- **INSTRUCTIONS TO FOLLOW**
Please render this sentence from the career advice thread in French: "My brother went through the selection process in Fall 2012."
___ EXCERPT TO READ
# Career Choice Advice



## frenchfrog (14 Apr 2014)

Hi there,

I was really hoping to be a Pilot. My CFAT score was good, just not competitive. I'm racking my brain here because I'm facing a hard choice. Do I wait to see if 2014 has a lack of Pilot applicants and hope I can squeeze myself into the program, or do I simply choose a whole different field, and by doing that I can join ASAP?

My degree is a Bachelors of Arts, so I'm not eligible for a few career paths. I guess the real question is this: I've always wanted a military career, now I know I can be an Officer, I wanted to be a pilot for my country, would I be just as happy doing something else and if so, what are my choices?  

I'm not asking for anyone to figure my life out for me, just suggestions so I know I'm doing the right thing in the end.

Thank you all in advance


----------



## Griffon (14 Apr 2014)

Don't wait until next year hoping for a shortage in pilot applicants, it won't happen.  Well, it could...but I think you'd have better odds with the lottery.  No idea if you'd be happy with anything else in the CAF, only you can really answer that question.  Use those research and critical thinking skills you got through your BA and find out! You obviously know where the RC is, and there's also www.forces.ca...your CAF options can be found there.


----------



## Sarah_H (14 Apr 2014)

Pilot is extremely competitive. And the selection process can be brutal. My brother went through the selection process in Fall 2012. Out of the group of 15 or so that went to Trenton and Toronto for testing, only 2 or 3 were deemed fit and qualified for pilot. My brother also had a leg up in the application process because he had his pilot licence and a BA in Commercial Aviation Management. 

If you want to be an officer, I'd suggest maybe looking into something other than Pilot. Just go through all the careers on the forces.ca site, watch all the videos and do some research. And you need to ask yourself "will this make me happy 5, 10, 15 yrs from now?" At the end of the day, it's your life, it's your choice.


----------



## DAA (14 Apr 2014)
______
___ MATERIAL SUPPLIED
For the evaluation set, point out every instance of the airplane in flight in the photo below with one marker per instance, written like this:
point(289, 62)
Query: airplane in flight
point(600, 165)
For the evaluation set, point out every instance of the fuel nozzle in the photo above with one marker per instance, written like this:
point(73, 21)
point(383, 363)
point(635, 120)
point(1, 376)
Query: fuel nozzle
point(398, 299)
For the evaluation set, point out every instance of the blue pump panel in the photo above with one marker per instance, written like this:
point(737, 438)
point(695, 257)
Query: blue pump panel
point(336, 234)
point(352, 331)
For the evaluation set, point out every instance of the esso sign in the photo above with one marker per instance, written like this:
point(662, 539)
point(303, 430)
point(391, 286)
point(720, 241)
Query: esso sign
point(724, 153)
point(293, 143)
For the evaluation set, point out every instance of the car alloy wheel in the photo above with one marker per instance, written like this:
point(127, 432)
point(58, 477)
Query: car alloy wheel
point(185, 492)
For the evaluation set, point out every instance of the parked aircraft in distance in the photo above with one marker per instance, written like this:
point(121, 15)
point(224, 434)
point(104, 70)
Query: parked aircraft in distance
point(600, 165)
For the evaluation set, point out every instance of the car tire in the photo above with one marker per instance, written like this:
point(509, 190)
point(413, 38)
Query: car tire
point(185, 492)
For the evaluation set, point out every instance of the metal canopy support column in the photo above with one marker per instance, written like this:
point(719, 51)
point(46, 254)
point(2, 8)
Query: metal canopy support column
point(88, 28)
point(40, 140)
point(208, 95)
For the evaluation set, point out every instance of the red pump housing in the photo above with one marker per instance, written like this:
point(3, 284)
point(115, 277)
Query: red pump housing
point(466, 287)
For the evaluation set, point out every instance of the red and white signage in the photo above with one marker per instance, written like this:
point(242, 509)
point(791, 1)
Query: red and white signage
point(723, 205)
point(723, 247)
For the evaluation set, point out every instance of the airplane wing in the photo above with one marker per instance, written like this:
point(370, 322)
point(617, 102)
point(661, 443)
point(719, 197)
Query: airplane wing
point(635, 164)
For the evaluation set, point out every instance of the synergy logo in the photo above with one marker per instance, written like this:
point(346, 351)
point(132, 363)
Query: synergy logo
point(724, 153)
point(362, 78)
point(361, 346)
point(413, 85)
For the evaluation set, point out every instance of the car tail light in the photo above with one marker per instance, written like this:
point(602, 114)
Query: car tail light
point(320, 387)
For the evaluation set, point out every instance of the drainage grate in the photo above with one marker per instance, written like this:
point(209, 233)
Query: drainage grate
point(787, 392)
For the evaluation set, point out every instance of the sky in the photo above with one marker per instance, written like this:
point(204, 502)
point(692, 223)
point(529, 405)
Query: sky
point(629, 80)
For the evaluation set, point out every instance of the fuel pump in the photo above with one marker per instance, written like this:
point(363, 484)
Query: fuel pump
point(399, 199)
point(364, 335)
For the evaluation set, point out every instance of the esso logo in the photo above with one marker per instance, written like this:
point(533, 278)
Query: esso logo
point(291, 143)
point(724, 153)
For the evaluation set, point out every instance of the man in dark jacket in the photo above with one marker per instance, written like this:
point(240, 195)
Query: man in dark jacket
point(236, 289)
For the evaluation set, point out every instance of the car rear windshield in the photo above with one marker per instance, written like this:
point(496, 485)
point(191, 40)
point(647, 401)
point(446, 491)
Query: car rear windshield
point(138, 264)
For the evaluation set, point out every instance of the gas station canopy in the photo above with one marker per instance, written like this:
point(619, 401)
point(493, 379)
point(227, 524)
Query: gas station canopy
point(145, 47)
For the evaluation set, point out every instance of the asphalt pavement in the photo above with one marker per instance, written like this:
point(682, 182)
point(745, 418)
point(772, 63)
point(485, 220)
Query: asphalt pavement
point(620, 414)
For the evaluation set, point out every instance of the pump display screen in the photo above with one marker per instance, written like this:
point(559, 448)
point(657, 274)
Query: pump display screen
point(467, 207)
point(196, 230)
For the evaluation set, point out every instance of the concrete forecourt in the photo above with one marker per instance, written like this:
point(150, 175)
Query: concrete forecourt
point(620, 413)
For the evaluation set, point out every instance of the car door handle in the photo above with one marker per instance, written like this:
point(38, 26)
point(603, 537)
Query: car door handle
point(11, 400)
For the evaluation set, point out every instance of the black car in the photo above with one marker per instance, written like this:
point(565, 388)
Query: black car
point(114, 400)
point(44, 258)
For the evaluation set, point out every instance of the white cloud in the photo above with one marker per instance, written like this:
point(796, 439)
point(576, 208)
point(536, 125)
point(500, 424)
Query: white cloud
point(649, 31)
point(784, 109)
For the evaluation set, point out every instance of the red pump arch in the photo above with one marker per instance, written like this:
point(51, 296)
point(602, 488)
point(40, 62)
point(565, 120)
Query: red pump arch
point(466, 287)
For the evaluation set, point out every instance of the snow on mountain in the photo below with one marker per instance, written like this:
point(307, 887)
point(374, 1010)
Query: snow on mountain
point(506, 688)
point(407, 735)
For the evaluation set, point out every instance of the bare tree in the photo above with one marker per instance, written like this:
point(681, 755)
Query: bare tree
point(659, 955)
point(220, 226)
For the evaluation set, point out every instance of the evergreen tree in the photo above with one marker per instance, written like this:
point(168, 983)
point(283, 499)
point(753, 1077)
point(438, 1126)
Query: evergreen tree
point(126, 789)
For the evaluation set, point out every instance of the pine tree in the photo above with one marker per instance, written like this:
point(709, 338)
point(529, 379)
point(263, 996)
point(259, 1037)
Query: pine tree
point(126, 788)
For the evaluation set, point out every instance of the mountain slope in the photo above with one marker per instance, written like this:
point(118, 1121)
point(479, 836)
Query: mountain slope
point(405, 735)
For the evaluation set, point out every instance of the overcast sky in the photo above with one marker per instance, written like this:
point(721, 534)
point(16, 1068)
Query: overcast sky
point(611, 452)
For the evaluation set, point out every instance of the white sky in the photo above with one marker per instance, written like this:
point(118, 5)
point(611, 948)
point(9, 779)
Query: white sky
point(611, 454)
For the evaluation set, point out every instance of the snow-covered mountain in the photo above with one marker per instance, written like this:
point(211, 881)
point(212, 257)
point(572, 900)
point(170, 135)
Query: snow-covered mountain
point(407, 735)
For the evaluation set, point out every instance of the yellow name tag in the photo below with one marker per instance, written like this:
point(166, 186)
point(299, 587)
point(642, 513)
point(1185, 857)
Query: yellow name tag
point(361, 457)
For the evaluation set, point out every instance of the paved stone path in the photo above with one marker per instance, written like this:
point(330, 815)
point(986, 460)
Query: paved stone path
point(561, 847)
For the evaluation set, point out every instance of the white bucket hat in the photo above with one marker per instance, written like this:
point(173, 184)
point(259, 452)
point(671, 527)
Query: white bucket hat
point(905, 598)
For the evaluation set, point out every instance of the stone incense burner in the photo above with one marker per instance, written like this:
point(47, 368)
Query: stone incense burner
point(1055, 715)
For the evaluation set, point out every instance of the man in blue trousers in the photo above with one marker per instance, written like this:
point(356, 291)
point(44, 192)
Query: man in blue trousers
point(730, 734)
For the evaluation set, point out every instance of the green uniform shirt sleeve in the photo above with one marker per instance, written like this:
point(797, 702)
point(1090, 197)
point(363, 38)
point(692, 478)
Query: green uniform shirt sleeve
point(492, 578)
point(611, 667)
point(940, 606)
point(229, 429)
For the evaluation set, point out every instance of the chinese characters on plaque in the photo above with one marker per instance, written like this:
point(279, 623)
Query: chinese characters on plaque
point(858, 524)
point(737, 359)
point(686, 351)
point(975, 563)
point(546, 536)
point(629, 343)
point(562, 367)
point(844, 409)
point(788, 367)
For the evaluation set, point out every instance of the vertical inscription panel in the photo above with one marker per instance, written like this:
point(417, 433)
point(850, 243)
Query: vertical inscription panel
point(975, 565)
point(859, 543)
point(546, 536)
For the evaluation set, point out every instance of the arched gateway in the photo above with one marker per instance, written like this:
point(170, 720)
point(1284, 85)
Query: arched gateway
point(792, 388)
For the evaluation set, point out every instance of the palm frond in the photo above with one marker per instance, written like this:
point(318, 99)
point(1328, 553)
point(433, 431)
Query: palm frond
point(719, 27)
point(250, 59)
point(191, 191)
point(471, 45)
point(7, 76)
______
- **EXERCISE RESPONSE**
Mon frère a passé le processus de sélection à l'automne 2012.